EXERCISE BRIEF » What you return should be every record, retyped without a single change.

Records contained in a dataset »
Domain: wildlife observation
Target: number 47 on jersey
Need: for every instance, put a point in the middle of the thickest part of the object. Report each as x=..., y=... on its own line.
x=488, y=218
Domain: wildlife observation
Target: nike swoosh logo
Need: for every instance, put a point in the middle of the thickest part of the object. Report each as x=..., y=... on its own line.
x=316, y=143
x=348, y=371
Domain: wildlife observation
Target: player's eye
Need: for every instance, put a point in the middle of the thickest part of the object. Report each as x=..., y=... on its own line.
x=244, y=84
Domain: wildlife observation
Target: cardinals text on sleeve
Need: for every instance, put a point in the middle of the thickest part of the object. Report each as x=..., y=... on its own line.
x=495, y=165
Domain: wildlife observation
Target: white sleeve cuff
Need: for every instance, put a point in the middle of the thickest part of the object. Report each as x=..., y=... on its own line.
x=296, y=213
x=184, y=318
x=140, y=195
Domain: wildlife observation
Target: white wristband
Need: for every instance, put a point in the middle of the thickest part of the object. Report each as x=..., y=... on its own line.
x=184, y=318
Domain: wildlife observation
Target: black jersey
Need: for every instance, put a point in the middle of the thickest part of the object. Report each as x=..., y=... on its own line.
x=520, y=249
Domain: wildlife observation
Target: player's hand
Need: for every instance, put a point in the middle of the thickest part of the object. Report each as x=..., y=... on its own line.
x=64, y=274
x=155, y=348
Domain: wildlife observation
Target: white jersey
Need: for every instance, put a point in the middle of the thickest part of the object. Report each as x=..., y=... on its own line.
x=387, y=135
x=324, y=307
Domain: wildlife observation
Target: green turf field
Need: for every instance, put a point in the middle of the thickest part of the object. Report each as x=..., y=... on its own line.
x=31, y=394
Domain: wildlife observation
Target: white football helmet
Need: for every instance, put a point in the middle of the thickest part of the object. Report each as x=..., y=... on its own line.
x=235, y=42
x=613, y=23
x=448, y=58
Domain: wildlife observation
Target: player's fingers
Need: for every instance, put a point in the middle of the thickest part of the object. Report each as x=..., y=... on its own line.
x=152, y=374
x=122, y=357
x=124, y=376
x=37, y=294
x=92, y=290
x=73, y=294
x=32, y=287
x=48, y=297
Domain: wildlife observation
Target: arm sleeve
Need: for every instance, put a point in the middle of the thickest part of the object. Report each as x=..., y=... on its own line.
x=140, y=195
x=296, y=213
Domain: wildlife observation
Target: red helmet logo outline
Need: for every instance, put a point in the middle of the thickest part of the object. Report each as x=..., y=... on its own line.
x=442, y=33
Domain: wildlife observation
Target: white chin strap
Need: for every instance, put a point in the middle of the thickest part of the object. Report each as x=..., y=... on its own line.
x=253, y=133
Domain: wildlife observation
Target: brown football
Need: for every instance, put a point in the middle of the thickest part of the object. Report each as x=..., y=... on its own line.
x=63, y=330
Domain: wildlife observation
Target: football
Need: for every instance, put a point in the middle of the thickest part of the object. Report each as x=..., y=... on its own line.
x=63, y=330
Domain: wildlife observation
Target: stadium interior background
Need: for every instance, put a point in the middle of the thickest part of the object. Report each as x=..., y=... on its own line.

EXERCISE SOLUTION »
Domain: wildlife observation
Target: number 47 on jersey
Need: for every instance, put a point in the middle of the thickest part of the object. Report each as x=..., y=... on its own line.
x=488, y=218
Domain: wildlife observation
Target: nike swoosh logo
Need: for every instance, put a point in the middle of the thickest part of the object. Report each as x=..., y=... on its own line.
x=316, y=143
x=348, y=371
Domain: wildlife observation
Target: player's eye
Need: for every instance, put a point in the middle of the thickest part of the object. Report each as x=..., y=... on its own line.
x=244, y=84
Domain: wildlife observation
Target: cardinals text on sleeve
Need: for every instance, put a point in the middle of the thickest part of the object. Report each as x=..., y=... on its own line.
x=495, y=165
Domain: wildlife observation
Target: white sleeve cuff
Need: for every instance, put a point in the middle of the thickest part of the object. Report each as x=..., y=... on its own line.
x=296, y=213
x=184, y=318
x=140, y=195
Domain: wildlife observation
Target: white wristband
Need: for every instance, put a point in the middle of the thickest part of the object. Report each as x=..., y=... on its own line.
x=184, y=318
Domain: wildlife observation
Target: black jersey
Need: for every instance, put a point in the middle of the thickest part of the object. Report each as x=..., y=... on its own line.
x=520, y=249
Domain: wildlife observation
Target: player's hand
Need: for every instance, put a point in the middle of the thickest part of the object. Report each as x=..., y=... on its own line.
x=64, y=274
x=155, y=348
Domain: wildlife observation
Target: white jersey
Need: for every instance, put a point in the middle of the thickest part of the object. Report each as x=..., y=... on its own line.
x=387, y=135
x=324, y=307
Domain: wildlife observation
Target: green turf field
Need: for every instance, put a point in the middle of the thickest part of the object. Report each as x=..., y=... on its own line.
x=31, y=394
Domain: wildlife observation
Target: white football helmet
Need: for every instance, put a point in the middle of the thickest part of the object. Report each as x=..., y=... on its own line.
x=235, y=42
x=613, y=23
x=448, y=58
Domain: wildlife observation
Target: player's fingers
Need: for every instance, put a point in the middle of the thickest part of the object. Report each as x=..., y=... on its own line.
x=152, y=374
x=122, y=357
x=124, y=376
x=37, y=294
x=92, y=290
x=73, y=294
x=32, y=287
x=48, y=297
Domain: wildlife observation
Target: arm sleeve
Need: for every instance, put a point in the middle of the thickest part of the object. Report each as x=..., y=... on its own line.
x=140, y=195
x=296, y=213
Domain: wildlife observation
Target: red helmet logo outline
Need: for every instance, put a point in the middle of the thickest part of the object. Report each as x=..., y=... on its own line.
x=442, y=33
Domain: wildlife observation
Target: white chin strap
Need: for every instance, put a point in the middle of the thickest part of the object. Report each as x=..., y=... on its own line.
x=253, y=133
Domain: wildlife observation
Target: brown football
Need: for every instance, put a point in the middle of the thickest part of the object. Report each as x=..., y=... on its own line.
x=63, y=330
Domain: wildlife observation
Target: football
Need: for every instance, put a point in the middle of the thickest part of the object. Report each as x=..., y=... on its own line.
x=63, y=330
Domain: wildlife observation
Target: stadium interior background
Need: for every instance, put a point in the middle of the thickest part of the object. Report each as x=..., y=... on its own line.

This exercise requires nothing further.